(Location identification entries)
::::::::::
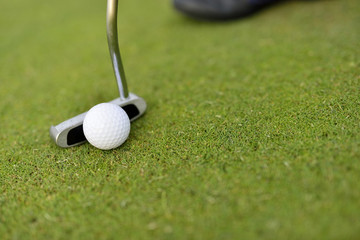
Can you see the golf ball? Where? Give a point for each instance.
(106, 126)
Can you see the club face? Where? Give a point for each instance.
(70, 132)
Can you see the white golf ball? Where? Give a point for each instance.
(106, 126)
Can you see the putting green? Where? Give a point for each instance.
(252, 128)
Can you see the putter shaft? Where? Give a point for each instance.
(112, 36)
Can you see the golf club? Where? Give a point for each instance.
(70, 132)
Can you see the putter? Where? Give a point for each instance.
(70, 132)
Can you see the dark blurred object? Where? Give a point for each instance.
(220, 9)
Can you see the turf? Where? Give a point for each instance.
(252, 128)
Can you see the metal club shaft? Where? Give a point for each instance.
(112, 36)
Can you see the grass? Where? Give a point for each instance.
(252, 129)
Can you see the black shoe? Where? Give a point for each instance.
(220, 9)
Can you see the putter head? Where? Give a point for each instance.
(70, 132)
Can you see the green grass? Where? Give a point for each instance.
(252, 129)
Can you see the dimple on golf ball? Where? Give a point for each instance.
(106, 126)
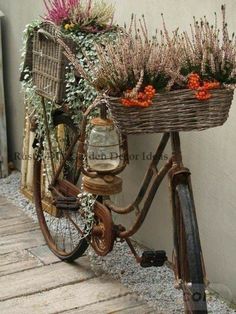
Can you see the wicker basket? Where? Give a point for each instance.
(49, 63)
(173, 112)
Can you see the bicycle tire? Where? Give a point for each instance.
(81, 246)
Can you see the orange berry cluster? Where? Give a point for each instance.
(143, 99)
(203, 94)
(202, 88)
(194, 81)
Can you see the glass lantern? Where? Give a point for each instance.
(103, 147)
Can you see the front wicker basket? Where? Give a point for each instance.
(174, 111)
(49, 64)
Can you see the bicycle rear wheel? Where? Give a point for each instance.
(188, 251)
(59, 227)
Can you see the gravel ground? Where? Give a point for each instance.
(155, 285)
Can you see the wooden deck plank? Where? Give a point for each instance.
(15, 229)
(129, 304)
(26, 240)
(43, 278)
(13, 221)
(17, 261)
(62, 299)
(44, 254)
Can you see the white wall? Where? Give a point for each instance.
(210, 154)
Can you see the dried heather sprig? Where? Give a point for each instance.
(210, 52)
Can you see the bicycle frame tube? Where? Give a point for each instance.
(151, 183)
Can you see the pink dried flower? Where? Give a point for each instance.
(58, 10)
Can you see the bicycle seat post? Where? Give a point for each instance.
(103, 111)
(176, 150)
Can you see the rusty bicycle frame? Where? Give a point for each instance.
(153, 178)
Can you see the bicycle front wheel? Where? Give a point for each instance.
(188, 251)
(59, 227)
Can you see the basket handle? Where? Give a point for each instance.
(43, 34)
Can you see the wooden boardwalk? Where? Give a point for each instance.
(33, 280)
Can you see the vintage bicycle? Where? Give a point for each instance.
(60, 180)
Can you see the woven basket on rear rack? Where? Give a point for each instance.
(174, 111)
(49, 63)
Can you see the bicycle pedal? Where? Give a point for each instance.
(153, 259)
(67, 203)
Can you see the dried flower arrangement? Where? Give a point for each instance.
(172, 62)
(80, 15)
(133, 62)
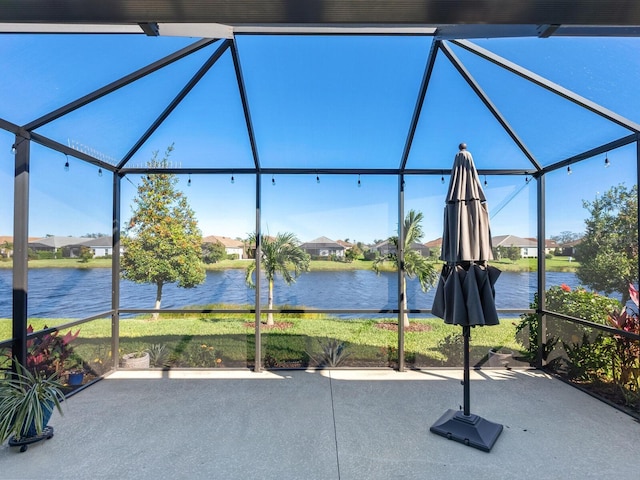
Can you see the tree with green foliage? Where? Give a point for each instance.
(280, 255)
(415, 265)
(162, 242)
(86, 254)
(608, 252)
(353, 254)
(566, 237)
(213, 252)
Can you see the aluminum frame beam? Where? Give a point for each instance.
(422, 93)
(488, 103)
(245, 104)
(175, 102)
::::::::::
Brief: Reproduce the stretch of material from the line containing "Can you see the orange" through the end of the material, both ends included, with every answer coordinate multiplied by 1.5 and rounded to the nearest whole number, halves rounded up, and the requests left unchanged. Leave the pictures out of the answer.

The output:
Can you see the orange berry cluster? Where? Give a point for each instance.
(215, 149)
(305, 141)
(303, 132)
(291, 122)
Can you see the glass lantern? Where? Give a point for each instance.
(155, 221)
Can you see the front wicker basket? Where? Give a point for each instance.
(261, 167)
(74, 96)
Can you see the bicycle rear wheel? Where? Give a point for each instance.
(282, 377)
(89, 341)
Can you see the gravel ground? Where? Give a point for each instance.
(233, 428)
Can you see the wooden deck plank? Where? Give a point for each instance.
(23, 344)
(194, 456)
(39, 360)
(65, 417)
(20, 332)
(26, 392)
(93, 449)
(66, 381)
Can you see the white wall? Where? Give a point for each instance.
(315, 231)
Can you see the dried heather sprig? Where? Give a point for each instance.
(315, 78)
Can you see the bicycle frame tube? Where? Give a point for each instance.
(227, 275)
Can you see the pink dried flower? Where? Give a point for each instance.
(87, 15)
Can you see the bicycle seat post? Where? Give a point for each instance.
(155, 167)
(264, 225)
Can you see the rusty bicycle frame? Where? Give a point for each instance.
(230, 267)
Can you see the bicycle front wheel? Where? Give a point for each instance.
(282, 377)
(89, 341)
Can you see the basket handle? Where? Give a point for each instance.
(65, 51)
Can you see the wooden boardwalk? Where? Give a point for each instance.
(50, 420)
Can you see the vintage bicycle? Where? Give a point for each instance.
(90, 270)
Can you see the woven basket on rear rack? Where? Give a point for each instance.
(261, 167)
(74, 95)
Can you see the bicycle pedal? Where? Give a point for each instance.
(230, 389)
(101, 305)
Can you see the dried flower arrangement? Where? Give a point for each instance.
(258, 93)
(120, 23)
(200, 93)
Can you see the tree with green foliage? Where? Give a point for each instance.
(420, 383)
(623, 398)
(243, 363)
(129, 381)
(912, 378)
(530, 381)
(849, 356)
(320, 378)
Can you see the aluminum frame beam? Where? Give a point for each instance.
(633, 140)
(732, 155)
(368, 156)
(263, 153)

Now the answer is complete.